== Document passage ==
# Combinatorics

In previous posts we have established the asymptotic densities of the Motzkin numbers modulo $2^{k}, k \in \{1, 2, 3 \}$ and $5$. The main result of this note is that

Theorem 1.

$\lim_{N \to \infty} \frac {1}{N} \#\{n \leq N: M_n \equiv 0 \mod 3 \} = 1$.

Firstly, let $T(\, 01 )\,$ denote the set of natural numbers which have a base 3 expansion containing only the digits $0$ and $1$. The following theorem from [1] will be used to prove theorem 1.

Theorem 2. (Corollary 4.10 of [1]). The Motzkin numbers satisfy

$M_n \equiv -1 \mod 3 \quad$ if  $\quad n \in 3T (\, 01 )\, - 1$,

$M_{n} \equiv 1 \mod 3 \quad$  if  $\quad n \in 3T(\, 01 )\quad$ or $\quad n \in 3T(\, 01 )\, - 2$,

$M_n \equiv 0 \mod 3 \quad$ otherwise.

We will first examine the nature of the set $T(\, 01 \,)$. We have

Theorem 3. The asymptotic density of the set $T(\, 01 \,)$ is zero.

Proof:

Choose $k \in N: 3^{k} \leq N < 3^{k+1}$. Then $k = \lfloor log_3 (\, N )\, \rfloor$ and

$\frac {1}{N} \# \{ n \leq N : n \in T(01) \} \leq \frac {2^{k+1}}{N} \leq \frac {2^{k+1}}{3^{k}} \to 0$ as $N \to \infty$.

$\Box \,$ .

Proof of Theorem 1.

Since the asymptotic density of $T(\, 01 \,)$ is zero, so is the asymptotic density of the sets $3T(\, 01 \,) - k$ for $k \in \{0, 1, 2\}$. Therefore Theorem 2 implies that

$\lim_{N \to \infty} \frac {1}{N} \# \{n \leq N : M_n \equiv +-1 \mod 3 \} = 0$

and the result follows.

$\Box \,$ .

## References.

[1] Deutsch, E., & Sagan, B. E. (2006). Congruences for Catalan and Motzkin numbers and related sequences. Journal of Number Theory, 117(1), 191–215. http://doi.org/10.1016/j.jnt.2005.06.005

This note will establish formulae for the asymptotic densities in the natural numbers of two sets of numbers.  These sets are $S_{1}(\, q, r, s, t )\, = \{ (\, qi + r )\, q^{sj + t} : i, j \in \mathbb{N} \} \quad$

and

$S_{2}(\, q, r, s, t )\, = \{ (\, qi + r )\, q^{sj + t} : i, j \in \mathbb{N}, j > 0 \}$

for integers $\quad q, r, s, t$.

== Exercise ==
Extend the combinatorics notes on asymptotic densities, picking up right after their final sentence. The entries play no part in this work.

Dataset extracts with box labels
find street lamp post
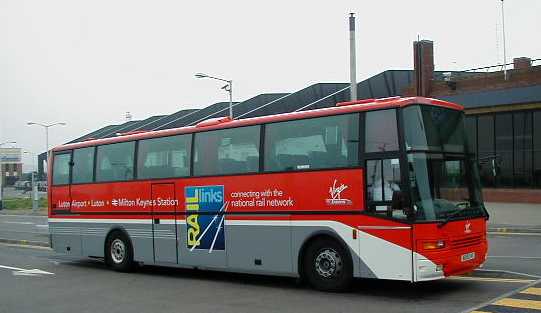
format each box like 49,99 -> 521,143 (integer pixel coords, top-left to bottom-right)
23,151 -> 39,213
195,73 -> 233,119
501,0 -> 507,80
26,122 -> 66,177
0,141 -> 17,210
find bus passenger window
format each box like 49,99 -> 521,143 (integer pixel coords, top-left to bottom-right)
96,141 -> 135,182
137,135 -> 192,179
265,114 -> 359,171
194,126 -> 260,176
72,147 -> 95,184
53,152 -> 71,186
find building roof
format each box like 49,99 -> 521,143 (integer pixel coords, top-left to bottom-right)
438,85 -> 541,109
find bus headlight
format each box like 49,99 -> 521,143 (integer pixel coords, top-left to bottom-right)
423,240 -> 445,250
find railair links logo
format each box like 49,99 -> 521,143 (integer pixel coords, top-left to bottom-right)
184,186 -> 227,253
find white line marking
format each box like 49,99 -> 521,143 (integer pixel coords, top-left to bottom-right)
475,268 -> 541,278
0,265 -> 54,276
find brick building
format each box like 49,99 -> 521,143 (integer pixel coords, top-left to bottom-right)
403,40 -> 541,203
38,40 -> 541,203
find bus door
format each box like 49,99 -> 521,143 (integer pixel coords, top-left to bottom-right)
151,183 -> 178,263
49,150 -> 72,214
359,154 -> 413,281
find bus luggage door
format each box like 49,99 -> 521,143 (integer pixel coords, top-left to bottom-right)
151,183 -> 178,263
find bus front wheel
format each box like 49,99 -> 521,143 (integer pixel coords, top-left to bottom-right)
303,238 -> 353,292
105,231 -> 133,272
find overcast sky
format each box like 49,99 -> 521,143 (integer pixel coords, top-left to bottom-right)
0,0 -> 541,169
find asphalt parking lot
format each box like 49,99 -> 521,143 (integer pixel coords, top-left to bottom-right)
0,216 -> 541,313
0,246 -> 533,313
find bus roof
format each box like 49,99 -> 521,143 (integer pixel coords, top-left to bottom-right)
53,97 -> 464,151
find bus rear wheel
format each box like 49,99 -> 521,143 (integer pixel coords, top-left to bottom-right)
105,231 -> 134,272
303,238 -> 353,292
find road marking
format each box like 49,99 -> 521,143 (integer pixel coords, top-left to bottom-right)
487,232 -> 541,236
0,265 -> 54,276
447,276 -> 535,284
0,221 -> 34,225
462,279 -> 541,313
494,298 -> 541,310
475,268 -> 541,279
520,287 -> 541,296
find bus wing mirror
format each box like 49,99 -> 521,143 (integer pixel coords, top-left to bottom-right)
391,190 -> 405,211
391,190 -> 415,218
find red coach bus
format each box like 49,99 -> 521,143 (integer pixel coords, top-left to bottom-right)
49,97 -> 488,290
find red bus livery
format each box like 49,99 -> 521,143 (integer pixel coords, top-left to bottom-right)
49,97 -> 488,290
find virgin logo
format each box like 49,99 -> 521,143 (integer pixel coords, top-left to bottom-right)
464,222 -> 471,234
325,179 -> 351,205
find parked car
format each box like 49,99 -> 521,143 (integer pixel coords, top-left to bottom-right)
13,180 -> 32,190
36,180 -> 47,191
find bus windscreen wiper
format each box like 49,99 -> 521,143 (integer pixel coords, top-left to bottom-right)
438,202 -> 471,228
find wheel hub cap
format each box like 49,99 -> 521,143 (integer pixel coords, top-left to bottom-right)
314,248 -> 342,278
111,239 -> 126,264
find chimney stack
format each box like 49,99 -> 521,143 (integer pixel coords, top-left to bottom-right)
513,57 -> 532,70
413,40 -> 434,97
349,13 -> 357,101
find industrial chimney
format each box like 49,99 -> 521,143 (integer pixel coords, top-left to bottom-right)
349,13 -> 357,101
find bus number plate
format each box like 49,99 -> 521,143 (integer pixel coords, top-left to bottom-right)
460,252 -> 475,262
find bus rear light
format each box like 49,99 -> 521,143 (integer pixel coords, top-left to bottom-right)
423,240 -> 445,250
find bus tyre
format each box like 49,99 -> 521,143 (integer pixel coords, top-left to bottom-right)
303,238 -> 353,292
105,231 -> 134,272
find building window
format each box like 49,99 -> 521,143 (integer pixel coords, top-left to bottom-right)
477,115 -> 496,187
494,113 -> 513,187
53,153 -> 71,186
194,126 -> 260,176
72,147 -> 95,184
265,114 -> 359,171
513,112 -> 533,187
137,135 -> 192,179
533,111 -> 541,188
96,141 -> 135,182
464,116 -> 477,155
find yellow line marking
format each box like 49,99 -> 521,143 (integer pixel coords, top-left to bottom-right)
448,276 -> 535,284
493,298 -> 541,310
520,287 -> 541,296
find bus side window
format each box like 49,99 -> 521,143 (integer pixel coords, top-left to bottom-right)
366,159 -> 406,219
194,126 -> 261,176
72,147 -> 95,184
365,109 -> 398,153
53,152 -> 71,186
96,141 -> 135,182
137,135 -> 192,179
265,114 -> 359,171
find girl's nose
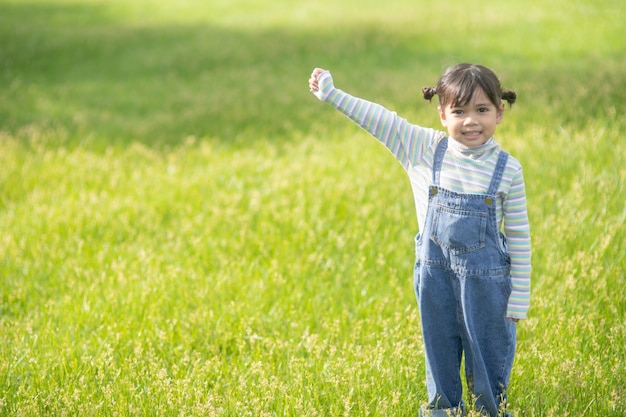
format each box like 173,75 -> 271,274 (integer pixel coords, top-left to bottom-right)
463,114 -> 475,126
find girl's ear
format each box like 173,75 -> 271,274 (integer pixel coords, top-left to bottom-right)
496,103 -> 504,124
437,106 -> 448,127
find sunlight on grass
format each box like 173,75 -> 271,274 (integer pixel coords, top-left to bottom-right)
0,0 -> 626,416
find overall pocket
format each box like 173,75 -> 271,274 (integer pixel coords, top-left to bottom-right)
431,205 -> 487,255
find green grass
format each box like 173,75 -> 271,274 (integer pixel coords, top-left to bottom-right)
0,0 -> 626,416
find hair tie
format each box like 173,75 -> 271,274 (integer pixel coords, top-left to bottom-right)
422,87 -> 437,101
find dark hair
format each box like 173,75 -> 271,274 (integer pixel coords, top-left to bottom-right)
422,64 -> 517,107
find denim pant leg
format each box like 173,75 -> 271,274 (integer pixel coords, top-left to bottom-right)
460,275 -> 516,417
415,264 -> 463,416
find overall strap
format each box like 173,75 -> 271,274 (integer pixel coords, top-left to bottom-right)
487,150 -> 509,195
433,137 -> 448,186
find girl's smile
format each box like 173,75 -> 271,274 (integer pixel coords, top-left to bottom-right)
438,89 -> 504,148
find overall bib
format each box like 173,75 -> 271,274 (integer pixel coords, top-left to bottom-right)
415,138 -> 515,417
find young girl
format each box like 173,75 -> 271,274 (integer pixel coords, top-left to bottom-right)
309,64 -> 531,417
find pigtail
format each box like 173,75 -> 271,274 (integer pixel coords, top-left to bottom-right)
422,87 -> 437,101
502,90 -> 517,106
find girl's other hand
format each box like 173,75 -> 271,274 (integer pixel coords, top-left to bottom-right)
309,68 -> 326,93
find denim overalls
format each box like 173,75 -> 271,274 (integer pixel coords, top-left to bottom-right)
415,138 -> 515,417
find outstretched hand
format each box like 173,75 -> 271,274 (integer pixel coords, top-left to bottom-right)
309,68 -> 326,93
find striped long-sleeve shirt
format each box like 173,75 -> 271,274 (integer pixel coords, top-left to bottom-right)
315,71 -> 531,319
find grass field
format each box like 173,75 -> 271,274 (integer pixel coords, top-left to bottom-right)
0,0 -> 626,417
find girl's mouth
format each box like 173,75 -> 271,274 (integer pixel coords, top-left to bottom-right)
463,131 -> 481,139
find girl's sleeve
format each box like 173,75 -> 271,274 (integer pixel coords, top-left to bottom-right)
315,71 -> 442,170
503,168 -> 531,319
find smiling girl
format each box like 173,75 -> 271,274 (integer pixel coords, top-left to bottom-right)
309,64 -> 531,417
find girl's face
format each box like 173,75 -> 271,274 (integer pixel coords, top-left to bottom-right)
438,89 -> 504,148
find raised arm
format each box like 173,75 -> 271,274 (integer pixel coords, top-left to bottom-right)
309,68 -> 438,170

== Response to the task ==
Theorem 1. Let $\quad q, r, s, t \in \mathbb{Z} \quad$ with $\quad q, r, s > 0 \quad$ and $\quad 0 < r < q \quad$. Then the asymptotic density of the set $S_{1} \quad$ is $\quad (\, q^{t + 1 - s} (\, q^{s} - 1 )\, )\, ^{-1} \quad$. In addition the asymptotic density of the set $\, S_{2} \,$ is $\, (\, q^{t + 1} (\, q^{s} - 1 )\, )\, ^{-1}$.

Proof.

We firstly look at $S_{1}$. We have, for fixed $j \geq 0$,

$\#\{ i \geq 0: (\, qi + r)\, q^{sj + t} \leq N \} = \frac {N}{q^{qj+t+1}} - \frac {r}{q} - E(\, j, N, q, r, s, t )\,$

where $0 \leq E( \, j, N, q, r, s, t ) < 1$ is an error term introduced by not rounding down to the nearest integer. So, letting

$U(N, s, t) =: \quad \lfloor \frac {\log_q (\, N )\, - t - 1}{s} \rfloor \quad \,$,

we have

$\#\{n < N: n = (\, qi + r)\, q^{sj + t} \, for some \, i, j \in \mathbb{N} \}$

$= \sum_{j \geq 0} (\, \frac {N}{q^{sj + t + 1}} - \frac {r}{q} - E(\, j, N, q, r, s, t )\, )\, = \sum_{j = 0}^{U} (\, \frac {N}{q^{sj+t + 1}} - \frac {r}{q} - E(\, j, N, q, r, s, t )\, )\,$

$= \frac {N}{q^{t + 1} } \sum_{j = 0}^{U} (\, \frac {1}{q^{s}} )\,^{j} - E^{'}(\, N, q, r, s, t )\,$

where the new error term $E^{'} (\, N, q, r, s, t )\,$ satisfies $0 < E^{'} (\, N, q, r, s, t )\, < 2(\, U + 1 )\,$.

Then

$\#\{n < N: n = (\, qi + r)\, q^{sj + t} \, for some \, i, j \in \mathbb{N} \}$

$= (\, \frac {N}{q^{t+1}} )\, (\, 1 - (\, \frac {1}{q^{s}} )\, ^{U + 1} )\, (\, 1 - \frac {1}{q^{s} } )\, ^{-1} - E^{'}$

Since $\lim_{N \to \infty} \frac {E^{'}(\, N, q, r, s, t )\, }{N} = 0$ and $\lim_{N \to \infty} \frac {1}{N} (\, \frac {1}{q^{s} } )\, ^{U + 1} = 0$

$\lim_{N \to \infty} \frac {1}{N} \#\{n < N: n = (\, qi + r)\, q^{sj + t} \, for some \, i, j \in \mathbb{N} \}$

$= (\, q^{t + 1 - s} (\, q^{s} - 1 )\,)\, ^{-1}$.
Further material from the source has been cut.